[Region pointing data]
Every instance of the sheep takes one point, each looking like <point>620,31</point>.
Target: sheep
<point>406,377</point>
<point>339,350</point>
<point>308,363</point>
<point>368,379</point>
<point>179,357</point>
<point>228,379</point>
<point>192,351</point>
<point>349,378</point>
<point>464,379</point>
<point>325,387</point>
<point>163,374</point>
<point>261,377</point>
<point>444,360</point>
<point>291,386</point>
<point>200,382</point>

▶ _Task item_:
What this exercise asks for is the data above, retyped exactly.

▶ _Solution below_:
Every instance of the sheep takes one point, each looking like <point>620,31</point>.
Target: sheep
<point>406,377</point>
<point>339,350</point>
<point>308,363</point>
<point>368,379</point>
<point>179,357</point>
<point>228,379</point>
<point>192,351</point>
<point>349,378</point>
<point>464,379</point>
<point>325,387</point>
<point>163,374</point>
<point>261,377</point>
<point>444,360</point>
<point>291,386</point>
<point>200,382</point>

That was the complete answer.